Written task 1 = Return, unchanged, the lines of the recorded data from the line containing "Put one point on every instance of the cylindrical" through the last line of the recorded data, inclusive.
━━━━━ Document section
- Participating broadcaster: Raidió Teilifís Éireann (RTÉ)
- Country: Ireland
- Selection process: Internal selection
- Announcement date: Artist: 17 December 2020 Song: 26 February 2021

Competing entry
- Song: "Maps"
- Artist: Lesley Roy
- Songwriters: Lesley Roy; Lukas Hällgren; Emelie Eriksson; Philip Strand;

Placement
- Semi-final result: Failed to qualify (16th)

Participation chronology

= Ireland in the Eurovision Song Contest 2021 =

Ireland was represented at the Eurovision Song Contest 2021 with the song "Maps", written by Lesley Roy, Lukas Hällgren, Emelie Eriksson, and Philip Strand, and performed by Roy herself. The Irish participating broadcaster, Raidió Teilifís Éireann (RTÉ), internally selected its entry for the contest. Roy was due to compete in the 2020 contest with "Story of My Life" before the event's cancellation. "Maps" failed to qualify for the grand finale, placing last in the semi-final with 20 points.
━━━━━━━━━━
━━━━━ Entries shown
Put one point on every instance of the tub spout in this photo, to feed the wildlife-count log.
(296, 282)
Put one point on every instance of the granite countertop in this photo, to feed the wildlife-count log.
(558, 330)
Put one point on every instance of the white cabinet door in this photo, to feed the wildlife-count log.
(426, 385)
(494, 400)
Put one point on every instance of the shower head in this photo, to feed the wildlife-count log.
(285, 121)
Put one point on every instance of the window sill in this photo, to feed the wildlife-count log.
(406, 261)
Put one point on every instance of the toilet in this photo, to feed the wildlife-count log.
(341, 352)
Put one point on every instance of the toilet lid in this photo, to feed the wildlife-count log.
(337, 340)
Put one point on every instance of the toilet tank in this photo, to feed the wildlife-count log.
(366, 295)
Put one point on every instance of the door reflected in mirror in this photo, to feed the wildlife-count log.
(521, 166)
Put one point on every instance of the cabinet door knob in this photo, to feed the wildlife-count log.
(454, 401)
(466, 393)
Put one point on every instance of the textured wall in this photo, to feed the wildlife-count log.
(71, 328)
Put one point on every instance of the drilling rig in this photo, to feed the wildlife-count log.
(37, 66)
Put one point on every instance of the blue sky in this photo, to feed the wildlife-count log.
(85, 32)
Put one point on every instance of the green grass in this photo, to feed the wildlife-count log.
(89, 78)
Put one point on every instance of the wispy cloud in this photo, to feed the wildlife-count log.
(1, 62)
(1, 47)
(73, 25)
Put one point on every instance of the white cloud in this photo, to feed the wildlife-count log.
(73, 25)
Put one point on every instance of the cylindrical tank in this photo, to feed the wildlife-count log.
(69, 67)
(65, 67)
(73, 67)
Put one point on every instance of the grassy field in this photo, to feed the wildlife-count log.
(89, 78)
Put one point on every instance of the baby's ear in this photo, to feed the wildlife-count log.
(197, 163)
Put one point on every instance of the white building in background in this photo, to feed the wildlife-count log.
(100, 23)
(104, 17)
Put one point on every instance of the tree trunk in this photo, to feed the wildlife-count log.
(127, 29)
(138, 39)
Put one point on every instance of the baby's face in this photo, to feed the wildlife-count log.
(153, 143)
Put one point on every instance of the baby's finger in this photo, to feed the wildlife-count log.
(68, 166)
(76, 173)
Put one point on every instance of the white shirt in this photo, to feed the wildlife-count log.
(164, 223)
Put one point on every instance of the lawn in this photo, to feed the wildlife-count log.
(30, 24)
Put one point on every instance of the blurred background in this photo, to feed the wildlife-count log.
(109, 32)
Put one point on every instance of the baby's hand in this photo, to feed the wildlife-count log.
━━━━━━━━━━
Written task 2 = Retype the passage of the article on Ireland in the Eurovision Song Contest 2021 between "- Artist: Lesley" and "with 20 points.", inclusive, with no alterations.

Finished answer 1 =
Put one point on every instance of the cylindrical tank in this photo, to feed the wildlife-count log.
(69, 67)
(65, 67)
(73, 67)
Put one point on every instance of the grassy field in this photo, to feed the wildlife-count log.
(89, 78)
Put one point on every instance of the baby's ear in this photo, to feed the wildlife-count log.
(197, 163)
Put one point on every instance of the white building in background in this photo, to feed the wildlife-count log.
(100, 23)
(104, 17)
Put one point on every instance of the tree trunk in this photo, to feed the wildlife-count log.
(127, 29)
(138, 39)
Put one point on every instance of the baby's face in this photo, to feed the wildlife-count log.
(153, 143)
Put one point on every instance of the baby's finger in this photo, to feed the wildlife-count log.
(68, 166)
(76, 173)
Put one point on every instance of the white shirt in this photo, to feed the wildlife-count log.
(164, 223)
Put one point on every instance of the lawn in this photo, to feed the wildlife-count log.
(30, 24)
Put one point on every instance of the blurred background in this photo, to feed the wildlife-count log.
(109, 32)
Put one point on every instance of the baby's hand in this photo, to feed the wildlife-count log.

Finished answer 2 =
- Artist: Lesley Roy
- Songwriters: Lesley Roy; Lukas Hällgren; Emelie Eriksson; Philip Strand;

Placement
- Semi-final result: Failed to qualify (16th)

Participation chronology

= Ireland in the Eurovision Song Contest 2021 =

Ireland was represented at the Eurovision Song Contest 2021 with the song "Maps", written by Lesley Roy, Lukas Hällgren, Emelie Eriksson, and Philip Strand, and performed by Roy herself. The Irish participating broadcaster, Raidió Teilifís Éireann (RTÉ), internally selected its entry for the contest. Roy was due to compete in the 2020 contest with "Story of My Life" before the event's cancellation. "Maps" failed to qualify for the grand finale, placing last in the semi-final with 20 points.